··· DATASET RECORDS
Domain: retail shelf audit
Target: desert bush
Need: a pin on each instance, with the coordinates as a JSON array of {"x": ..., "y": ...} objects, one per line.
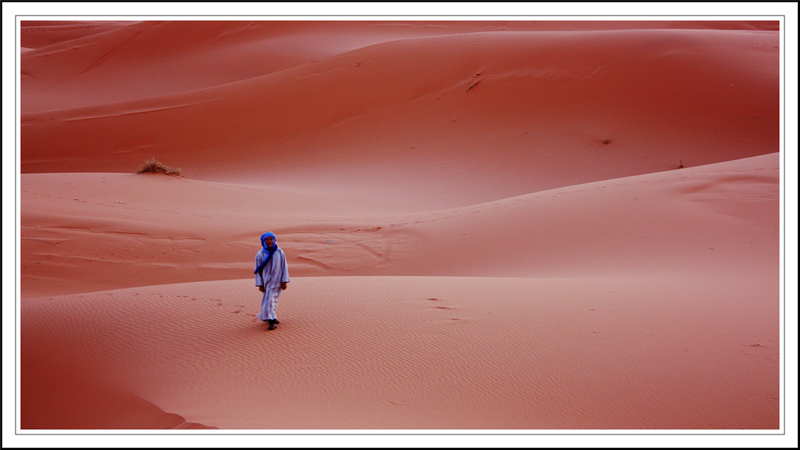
[{"x": 154, "y": 166}]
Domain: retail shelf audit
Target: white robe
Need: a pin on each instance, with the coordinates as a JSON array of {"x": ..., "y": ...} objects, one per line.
[{"x": 271, "y": 277}]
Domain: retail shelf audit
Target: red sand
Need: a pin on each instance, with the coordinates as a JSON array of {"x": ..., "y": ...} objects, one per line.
[{"x": 490, "y": 226}]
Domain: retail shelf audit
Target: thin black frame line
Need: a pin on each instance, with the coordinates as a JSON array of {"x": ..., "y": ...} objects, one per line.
[{"x": 18, "y": 429}]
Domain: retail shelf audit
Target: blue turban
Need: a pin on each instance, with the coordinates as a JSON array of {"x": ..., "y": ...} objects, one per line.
[{"x": 268, "y": 250}]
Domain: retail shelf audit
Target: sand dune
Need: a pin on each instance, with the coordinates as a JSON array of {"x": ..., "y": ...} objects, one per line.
[{"x": 509, "y": 225}]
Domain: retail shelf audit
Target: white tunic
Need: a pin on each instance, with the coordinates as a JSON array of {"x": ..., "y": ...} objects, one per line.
[{"x": 271, "y": 276}]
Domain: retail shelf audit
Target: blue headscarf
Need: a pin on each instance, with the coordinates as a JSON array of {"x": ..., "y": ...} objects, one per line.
[{"x": 268, "y": 250}]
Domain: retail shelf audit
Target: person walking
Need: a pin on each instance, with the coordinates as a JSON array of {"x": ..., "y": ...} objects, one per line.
[{"x": 272, "y": 277}]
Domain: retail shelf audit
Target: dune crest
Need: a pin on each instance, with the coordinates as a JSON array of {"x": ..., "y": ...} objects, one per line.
[{"x": 489, "y": 225}]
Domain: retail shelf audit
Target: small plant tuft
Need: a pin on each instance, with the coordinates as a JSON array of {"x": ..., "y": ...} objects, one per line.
[{"x": 154, "y": 166}]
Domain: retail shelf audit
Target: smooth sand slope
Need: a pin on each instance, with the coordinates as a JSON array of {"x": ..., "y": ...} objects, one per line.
[{"x": 509, "y": 225}]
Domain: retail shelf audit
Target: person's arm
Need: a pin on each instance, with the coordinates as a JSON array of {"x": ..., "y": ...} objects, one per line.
[{"x": 259, "y": 280}]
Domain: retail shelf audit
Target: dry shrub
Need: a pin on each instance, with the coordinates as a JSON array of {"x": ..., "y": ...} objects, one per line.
[{"x": 154, "y": 166}]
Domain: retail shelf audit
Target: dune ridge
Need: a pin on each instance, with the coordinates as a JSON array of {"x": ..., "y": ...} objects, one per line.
[{"x": 516, "y": 225}]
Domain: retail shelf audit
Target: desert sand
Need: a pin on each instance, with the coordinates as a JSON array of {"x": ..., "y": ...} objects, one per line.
[{"x": 517, "y": 225}]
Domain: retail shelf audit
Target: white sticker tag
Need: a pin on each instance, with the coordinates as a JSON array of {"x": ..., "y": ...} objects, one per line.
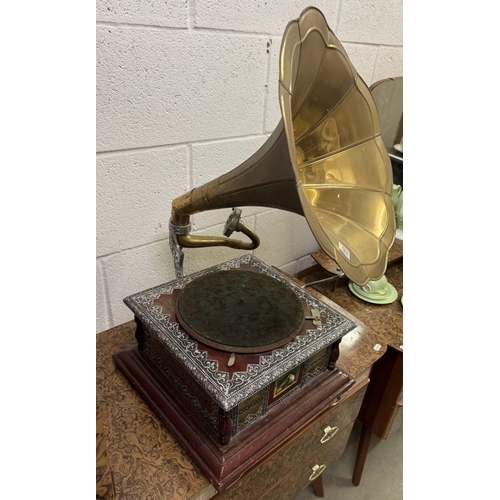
[{"x": 345, "y": 250}]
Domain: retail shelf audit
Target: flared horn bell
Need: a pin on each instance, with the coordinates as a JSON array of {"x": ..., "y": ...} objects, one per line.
[{"x": 326, "y": 160}]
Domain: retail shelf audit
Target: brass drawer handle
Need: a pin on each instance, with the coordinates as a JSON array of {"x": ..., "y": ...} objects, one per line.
[
  {"x": 317, "y": 471},
  {"x": 329, "y": 432}
]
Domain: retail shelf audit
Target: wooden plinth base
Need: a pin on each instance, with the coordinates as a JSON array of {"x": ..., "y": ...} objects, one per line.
[{"x": 223, "y": 465}]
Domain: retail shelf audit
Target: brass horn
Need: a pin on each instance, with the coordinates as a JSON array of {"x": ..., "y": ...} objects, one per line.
[{"x": 326, "y": 160}]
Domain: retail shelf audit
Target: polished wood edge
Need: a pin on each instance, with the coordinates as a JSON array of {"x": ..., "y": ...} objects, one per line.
[{"x": 223, "y": 465}]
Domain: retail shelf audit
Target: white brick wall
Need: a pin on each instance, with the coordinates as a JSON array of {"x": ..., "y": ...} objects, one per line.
[{"x": 186, "y": 90}]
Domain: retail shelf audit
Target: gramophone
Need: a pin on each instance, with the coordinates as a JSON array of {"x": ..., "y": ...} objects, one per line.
[{"x": 235, "y": 358}]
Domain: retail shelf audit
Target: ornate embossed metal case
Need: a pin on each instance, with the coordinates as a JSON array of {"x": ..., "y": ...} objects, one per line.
[{"x": 230, "y": 391}]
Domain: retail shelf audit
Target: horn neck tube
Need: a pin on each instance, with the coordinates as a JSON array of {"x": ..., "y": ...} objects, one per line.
[{"x": 265, "y": 179}]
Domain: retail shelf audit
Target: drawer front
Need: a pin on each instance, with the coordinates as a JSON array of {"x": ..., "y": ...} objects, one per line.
[
  {"x": 311, "y": 468},
  {"x": 321, "y": 439}
]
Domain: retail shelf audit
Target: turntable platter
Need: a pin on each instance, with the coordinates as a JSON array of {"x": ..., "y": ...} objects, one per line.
[{"x": 240, "y": 311}]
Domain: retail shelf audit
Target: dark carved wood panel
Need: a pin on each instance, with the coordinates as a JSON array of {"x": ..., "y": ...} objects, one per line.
[
  {"x": 300, "y": 453},
  {"x": 225, "y": 464}
]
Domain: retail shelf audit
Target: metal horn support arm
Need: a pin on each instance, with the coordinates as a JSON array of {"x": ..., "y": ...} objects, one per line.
[{"x": 180, "y": 237}]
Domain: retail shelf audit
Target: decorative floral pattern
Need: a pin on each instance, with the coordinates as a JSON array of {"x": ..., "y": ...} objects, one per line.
[{"x": 230, "y": 391}]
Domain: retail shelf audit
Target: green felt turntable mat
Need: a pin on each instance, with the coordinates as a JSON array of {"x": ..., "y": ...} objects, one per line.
[{"x": 240, "y": 311}]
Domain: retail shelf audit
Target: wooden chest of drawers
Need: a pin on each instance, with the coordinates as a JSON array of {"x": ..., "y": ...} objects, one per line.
[{"x": 302, "y": 458}]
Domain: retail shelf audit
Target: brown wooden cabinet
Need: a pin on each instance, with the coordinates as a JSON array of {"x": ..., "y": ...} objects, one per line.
[
  {"x": 146, "y": 461},
  {"x": 302, "y": 458}
]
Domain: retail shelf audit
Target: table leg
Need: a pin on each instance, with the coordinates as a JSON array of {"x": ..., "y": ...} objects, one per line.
[{"x": 364, "y": 443}]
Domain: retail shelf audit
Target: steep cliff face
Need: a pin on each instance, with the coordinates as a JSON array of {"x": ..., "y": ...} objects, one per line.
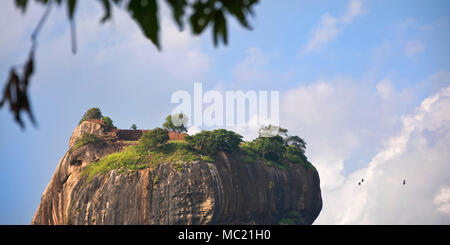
······
* [GOAL OF THE EXERCISE]:
Pull out every line of the listing above that contains the string "person".

* [RESULT FOR THIS TASK]:
Target: person walking
Target: person's arm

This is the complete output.